> **Problem to solve**
Reproduce all of the data word for word.

-------- Supplied material

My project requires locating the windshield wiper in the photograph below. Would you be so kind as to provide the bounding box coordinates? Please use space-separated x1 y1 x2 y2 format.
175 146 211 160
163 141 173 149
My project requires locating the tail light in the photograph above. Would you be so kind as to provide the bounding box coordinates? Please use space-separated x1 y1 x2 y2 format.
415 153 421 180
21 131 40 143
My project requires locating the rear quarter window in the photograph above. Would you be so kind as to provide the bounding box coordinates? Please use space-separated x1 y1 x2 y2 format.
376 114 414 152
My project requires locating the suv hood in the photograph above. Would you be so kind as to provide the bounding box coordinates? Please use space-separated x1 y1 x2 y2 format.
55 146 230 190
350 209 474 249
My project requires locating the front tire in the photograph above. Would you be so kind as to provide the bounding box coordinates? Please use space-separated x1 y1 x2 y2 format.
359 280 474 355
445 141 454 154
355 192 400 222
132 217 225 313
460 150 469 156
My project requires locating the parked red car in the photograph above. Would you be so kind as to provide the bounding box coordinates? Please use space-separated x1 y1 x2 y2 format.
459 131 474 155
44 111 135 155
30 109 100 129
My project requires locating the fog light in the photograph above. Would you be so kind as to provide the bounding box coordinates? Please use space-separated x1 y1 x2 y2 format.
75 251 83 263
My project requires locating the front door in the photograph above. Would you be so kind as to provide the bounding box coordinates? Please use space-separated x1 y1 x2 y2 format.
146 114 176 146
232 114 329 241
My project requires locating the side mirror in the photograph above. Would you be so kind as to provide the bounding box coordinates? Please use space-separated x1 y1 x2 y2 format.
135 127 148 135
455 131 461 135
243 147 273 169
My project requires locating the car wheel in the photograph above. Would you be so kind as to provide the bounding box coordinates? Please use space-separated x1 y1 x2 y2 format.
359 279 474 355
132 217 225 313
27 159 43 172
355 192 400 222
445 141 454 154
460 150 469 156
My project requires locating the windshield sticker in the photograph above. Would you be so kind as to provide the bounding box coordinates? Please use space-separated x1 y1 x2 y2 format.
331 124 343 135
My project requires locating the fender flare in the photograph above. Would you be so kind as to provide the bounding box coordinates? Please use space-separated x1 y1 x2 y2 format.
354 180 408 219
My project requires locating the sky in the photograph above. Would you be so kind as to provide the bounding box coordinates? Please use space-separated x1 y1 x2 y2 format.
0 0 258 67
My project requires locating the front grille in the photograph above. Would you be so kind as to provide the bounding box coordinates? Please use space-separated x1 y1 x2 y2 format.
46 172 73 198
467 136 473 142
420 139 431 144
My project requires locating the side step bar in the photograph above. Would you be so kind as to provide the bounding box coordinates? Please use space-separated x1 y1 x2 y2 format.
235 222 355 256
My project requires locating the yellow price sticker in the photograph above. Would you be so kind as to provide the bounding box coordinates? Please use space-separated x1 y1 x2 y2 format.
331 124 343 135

----------------

> **Written solution**
My project requires locating the windshield wiper in the photograph below. Would you be so kind as to provide the bounding box coordinates? Please use space-separated x1 y1 x2 y2 format.
175 146 211 160
163 141 173 149
My project requires locating the tail light in the photograph above. Would you be so kind as to provide the bounding box coordinates? Please use space-separated x1 y1 x2 y2 format.
415 153 421 180
21 131 40 143
My project requires locating the rear quarter window in the photograph above. Would you be so kind as to provide the bounding box coordinates? Please use space-separated x1 y1 x2 y2 format.
376 114 414 152
My project requires locating the suv hood in the photograph above. Would you be so kind as to provide the bounding box coordinates? Please use space-separated x1 y1 x2 y2 format.
55 146 230 190
350 209 474 249
My project requires locating the front tire in the photograph above. Would you be so kind as to provide the bounding box coordinates? Please use space-separated x1 y1 x2 y2 format.
359 280 474 355
445 141 454 154
355 192 400 222
132 217 225 313
460 150 469 156
My project requires locating the parked red car in the photograph above. Would you be so kind as to provide the bounding box coordinates? Please use space-separated x1 y1 x2 y2 format.
459 131 474 155
44 111 135 155
30 109 100 129
My project requires locating the fog light in the photograph above. Would you be so kind as to provide the bounding box coordinates? Please use space-separated x1 y1 x2 y2 format.
75 251 83 263
My project requires locating the front door in the photograph above. Would you be so kind as to provide the bounding box coordinates? Please use space-separated x1 y1 x2 y2 format.
146 114 176 146
232 114 329 241
My project requires locating the side mirror in the photograph above. Would you be so kind as to provide the bounding box coordinates? Please use space-separated x1 y1 x2 y2 format.
135 127 148 135
455 131 461 135
243 147 273 169
My project requires locating the car wheel in the photograph above. Would you be so kind as to provide the bounding box coordinates? Please use space-separated x1 y1 x2 y2 format.
359 279 474 355
132 217 225 313
27 159 43 172
355 192 400 222
445 141 454 154
460 150 469 156
My project requires locating the windshield sticker in the photograph above. Would you be so kind as to provide the bounding box coordinates? Please use space-separated x1 y1 x2 y2 format.
331 124 343 135
My project requires locating the fender flare in the photograph above. Would you be so kind as to provide the bounding box coordinates? Please use space-separated x1 y1 x2 y2 format.
354 180 408 219
My project requires locating the sky in the photograph above. Would you be so kind as to provide the bounding box coordinates? Please use space-separated x1 y1 x2 y2 format.
0 0 258 67
My project requires locating the front grille in the photograph above. Would you be so kind as to provide the bounding box coordinates? Please use space-separated x1 y1 x2 y2 format.
46 172 73 198
467 136 473 142
420 139 431 144
My project requires locating the side step bar in the photograph above. Would you be so kind as to provide the bounding box coordinates? Please use space-separated x1 y1 x2 y2 format.
235 222 355 256
My project requires locating the yellow price sticker in the photograph above. Would you be so kind as to provide the bounding box coordinates? Please use space-separated x1 y1 x2 y2 format.
331 124 343 135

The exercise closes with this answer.